*EXERCISE PROMPT*: Keep each entry exactly as written when you repeat it, and skip the images.

*Saved data entries*:
________________

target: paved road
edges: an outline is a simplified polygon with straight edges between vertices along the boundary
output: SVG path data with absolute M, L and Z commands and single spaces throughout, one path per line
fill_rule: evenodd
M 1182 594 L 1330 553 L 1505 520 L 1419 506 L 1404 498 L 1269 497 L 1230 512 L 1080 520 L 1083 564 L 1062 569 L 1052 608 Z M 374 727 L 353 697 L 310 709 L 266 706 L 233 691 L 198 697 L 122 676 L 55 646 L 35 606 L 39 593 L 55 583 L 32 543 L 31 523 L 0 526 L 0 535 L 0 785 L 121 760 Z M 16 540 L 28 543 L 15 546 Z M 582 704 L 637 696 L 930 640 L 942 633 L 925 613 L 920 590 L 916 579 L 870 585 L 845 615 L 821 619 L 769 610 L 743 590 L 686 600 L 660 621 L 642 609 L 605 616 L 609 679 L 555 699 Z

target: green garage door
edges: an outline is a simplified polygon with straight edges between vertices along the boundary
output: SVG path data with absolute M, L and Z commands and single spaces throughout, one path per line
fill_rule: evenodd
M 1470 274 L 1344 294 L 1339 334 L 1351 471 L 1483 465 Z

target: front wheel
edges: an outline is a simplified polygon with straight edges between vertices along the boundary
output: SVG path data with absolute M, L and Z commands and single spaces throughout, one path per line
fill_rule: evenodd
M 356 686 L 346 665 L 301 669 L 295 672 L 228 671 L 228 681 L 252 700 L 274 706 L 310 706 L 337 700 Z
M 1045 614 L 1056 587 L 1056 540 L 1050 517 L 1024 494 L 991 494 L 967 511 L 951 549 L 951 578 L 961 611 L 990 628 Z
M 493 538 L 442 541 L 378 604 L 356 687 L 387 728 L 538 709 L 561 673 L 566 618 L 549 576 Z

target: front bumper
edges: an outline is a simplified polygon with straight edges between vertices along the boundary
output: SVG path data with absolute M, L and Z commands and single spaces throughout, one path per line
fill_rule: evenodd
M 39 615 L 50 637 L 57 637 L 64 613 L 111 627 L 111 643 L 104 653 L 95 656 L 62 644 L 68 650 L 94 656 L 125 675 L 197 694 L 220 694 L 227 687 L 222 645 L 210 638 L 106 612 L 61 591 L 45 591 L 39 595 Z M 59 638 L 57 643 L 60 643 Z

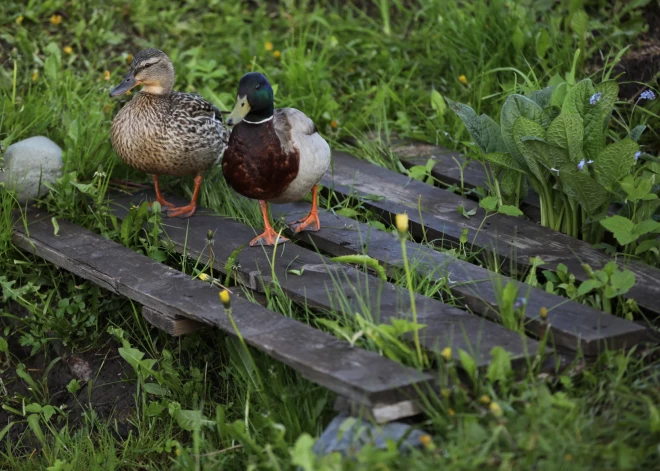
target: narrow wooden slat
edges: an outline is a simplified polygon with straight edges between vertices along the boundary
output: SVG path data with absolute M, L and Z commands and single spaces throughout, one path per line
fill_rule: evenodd
M 383 215 L 407 212 L 415 237 L 426 234 L 429 240 L 443 246 L 456 246 L 467 229 L 473 249 L 485 250 L 500 261 L 508 260 L 513 268 L 525 270 L 530 266 L 530 258 L 538 256 L 546 263 L 543 268 L 555 270 L 563 263 L 578 281 L 585 281 L 589 277 L 583 263 L 596 270 L 612 260 L 586 242 L 522 218 L 494 214 L 484 222 L 485 212 L 474 201 L 410 181 L 404 175 L 343 152 L 333 153 L 333 170 L 323 177 L 322 183 L 339 195 L 363 198 L 367 207 Z M 459 206 L 466 211 L 474 209 L 476 214 L 465 218 L 458 212 Z M 637 280 L 626 296 L 635 299 L 646 311 L 660 314 L 660 270 L 634 261 L 625 266 Z
M 14 226 L 13 242 L 101 287 L 171 317 L 186 317 L 236 336 L 229 316 L 208 283 L 137 254 L 86 229 L 27 211 L 27 231 Z M 368 407 L 398 404 L 417 396 L 431 377 L 352 347 L 313 327 L 237 296 L 232 317 L 245 341 L 307 379 Z
M 185 317 L 173 316 L 170 313 L 159 312 L 148 306 L 142 306 L 142 317 L 154 327 L 167 332 L 173 337 L 191 334 L 206 327 L 201 322 Z
M 130 204 L 140 203 L 146 196 L 152 197 L 146 192 L 117 197 L 112 211 L 123 219 Z M 181 201 L 168 198 L 174 204 Z M 262 291 L 274 286 L 275 278 L 287 296 L 312 308 L 346 316 L 359 313 L 376 323 L 412 318 L 407 291 L 292 243 L 280 245 L 277 252 L 272 247 L 247 247 L 255 236 L 253 228 L 203 209 L 187 220 L 165 219 L 163 229 L 176 250 L 183 252 L 185 248 L 188 256 L 203 263 L 209 261 L 211 250 L 206 235 L 209 231 L 214 233 L 214 267 L 223 273 L 231 254 L 244 246 L 234 262 L 237 267 L 234 275 L 251 289 Z M 509 351 L 515 363 L 526 362 L 538 349 L 538 344 L 524 335 L 440 301 L 417 295 L 416 305 L 418 322 L 426 326 L 420 331 L 420 341 L 428 350 L 441 351 L 451 346 L 458 355 L 458 350 L 463 349 L 473 356 L 477 365 L 486 366 L 492 359 L 490 351 L 494 346 Z
M 271 211 L 274 217 L 296 220 L 309 212 L 309 204 L 272 205 Z M 287 236 L 335 256 L 366 254 L 388 268 L 403 267 L 401 245 L 392 234 L 327 211 L 320 211 L 319 216 L 321 231 L 287 233 Z M 515 284 L 519 296 L 527 300 L 527 330 L 542 337 L 549 329 L 555 345 L 596 355 L 604 348 L 632 347 L 649 339 L 649 331 L 641 325 L 533 288 L 432 248 L 407 242 L 406 251 L 410 266 L 420 276 L 436 282 L 451 280 L 448 288 L 454 296 L 472 311 L 494 319 L 499 319 L 498 293 L 507 283 Z M 540 317 L 542 307 L 549 311 L 547 320 Z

________________

*RESULT OF THIS TASK*:
target: paved road
edges: an outline is a simplified polygon with straight edges between vertices along the boundary
output: SVG path data with absolute M, L and Z commands and single spaces throughout, one path per line
fill_rule: evenodd
M 1182 594 L 1330 553 L 1505 520 L 1419 506 L 1404 498 L 1269 497 L 1230 512 L 1080 520 L 1083 564 L 1062 569 L 1052 608 Z M 374 727 L 353 697 L 310 709 L 266 706 L 233 691 L 198 697 L 122 676 L 55 646 L 35 606 L 39 593 L 55 583 L 32 543 L 31 523 L 0 526 L 0 535 L 0 785 L 121 760 Z M 16 540 L 28 543 L 15 546 Z M 582 704 L 637 696 L 930 640 L 942 633 L 925 613 L 920 590 L 916 579 L 870 585 L 845 615 L 821 619 L 769 610 L 743 590 L 686 600 L 660 621 L 642 609 L 605 616 L 609 679 L 555 699 Z

target: green garage door
edges: an outline is a simplified polygon with straight edges between vertices along the boundary
output: SVG path data with absolute M, L and Z commands and single spaces throughout, one path per line
fill_rule: evenodd
M 1470 274 L 1344 294 L 1339 334 L 1351 471 L 1483 465 Z

target: front wheel
edges: an outline is a simplified polygon with straight edges between vertices along the boundary
output: SVG path data with absolute M, L and Z commands and single spaces throughout, one path per line
fill_rule: evenodd
M 356 686 L 346 665 L 301 669 L 295 672 L 228 671 L 228 681 L 252 700 L 274 706 L 310 706 L 337 700 Z
M 1045 614 L 1056 587 L 1056 540 L 1050 517 L 1024 494 L 991 494 L 967 511 L 951 549 L 951 578 L 961 611 L 990 628 Z
M 493 538 L 442 541 L 378 604 L 356 687 L 387 728 L 538 709 L 561 673 L 566 618 L 549 576 Z

target: front bumper
edges: an outline is a simplified polygon with straight edges between vertices along the boundary
output: SVG path data with absolute M, L and Z commands and single spaces throughout, one path per line
fill_rule: evenodd
M 39 615 L 50 637 L 57 637 L 64 613 L 111 627 L 111 643 L 104 653 L 95 656 L 62 644 L 68 650 L 94 656 L 125 675 L 197 694 L 220 694 L 227 687 L 222 645 L 210 638 L 106 612 L 61 591 L 45 591 L 39 595 Z M 59 638 L 57 643 L 60 643 Z

target: narrow wooden slat
edges: an outline is a simplified polygon with straight edges between vertices along the boundary
output: SVG path data with absolute M, L and Z commands and single spaces throughout, one path per line
fill_rule: evenodd
M 383 215 L 407 212 L 415 237 L 426 234 L 429 240 L 443 246 L 456 246 L 467 229 L 473 249 L 485 250 L 500 261 L 508 260 L 513 268 L 525 270 L 530 266 L 530 258 L 538 256 L 546 263 L 543 268 L 555 270 L 563 263 L 578 281 L 585 281 L 589 277 L 583 263 L 596 270 L 612 260 L 586 242 L 522 218 L 494 214 L 484 222 L 485 212 L 474 201 L 410 181 L 404 175 L 343 152 L 333 153 L 333 170 L 323 177 L 322 183 L 339 195 L 363 198 L 367 207 Z M 459 206 L 466 211 L 474 209 L 476 214 L 465 218 L 458 212 Z M 637 280 L 626 296 L 635 299 L 646 311 L 660 314 L 660 270 L 634 261 L 625 266 Z
M 14 226 L 13 242 L 101 287 L 171 317 L 186 317 L 236 336 L 229 316 L 208 283 L 137 254 L 86 229 L 27 211 L 27 231 Z M 368 407 L 398 404 L 417 396 L 431 377 L 352 347 L 313 327 L 237 296 L 232 317 L 245 341 L 307 379 Z
M 185 317 L 173 316 L 170 313 L 159 312 L 148 306 L 142 306 L 142 317 L 154 327 L 167 332 L 173 337 L 191 334 L 206 327 L 201 322 Z
M 130 204 L 140 203 L 146 196 L 152 197 L 146 192 L 117 197 L 112 211 L 123 219 Z M 181 201 L 168 198 L 174 204 Z M 262 291 L 274 286 L 275 278 L 287 296 L 312 308 L 346 316 L 359 313 L 376 323 L 412 318 L 407 291 L 292 243 L 280 245 L 277 252 L 272 247 L 247 247 L 255 236 L 253 228 L 203 209 L 187 220 L 165 219 L 163 229 L 176 250 L 183 252 L 185 248 L 188 256 L 203 263 L 209 261 L 211 250 L 206 235 L 209 231 L 214 233 L 214 267 L 223 273 L 231 254 L 244 246 L 234 262 L 237 267 L 234 275 L 251 289 Z M 509 351 L 515 363 L 526 362 L 538 349 L 538 344 L 524 335 L 440 301 L 417 295 L 416 305 L 418 322 L 426 326 L 420 331 L 420 341 L 428 350 L 441 351 L 451 346 L 458 355 L 458 350 L 463 349 L 473 356 L 477 365 L 486 366 L 492 359 L 490 351 L 494 346 Z
M 271 211 L 274 217 L 296 220 L 309 212 L 309 204 L 272 205 Z M 287 236 L 335 256 L 366 254 L 388 268 L 403 267 L 401 245 L 392 234 L 327 211 L 320 211 L 319 216 L 321 231 L 287 233 Z M 515 284 L 519 296 L 527 300 L 527 330 L 542 337 L 549 329 L 555 345 L 596 355 L 604 348 L 632 347 L 649 339 L 649 331 L 641 325 L 533 288 L 432 248 L 407 242 L 406 251 L 410 266 L 420 276 L 436 282 L 451 280 L 448 288 L 454 296 L 472 311 L 494 319 L 499 319 L 498 293 L 507 283 Z M 540 317 L 542 307 L 549 311 L 547 320 Z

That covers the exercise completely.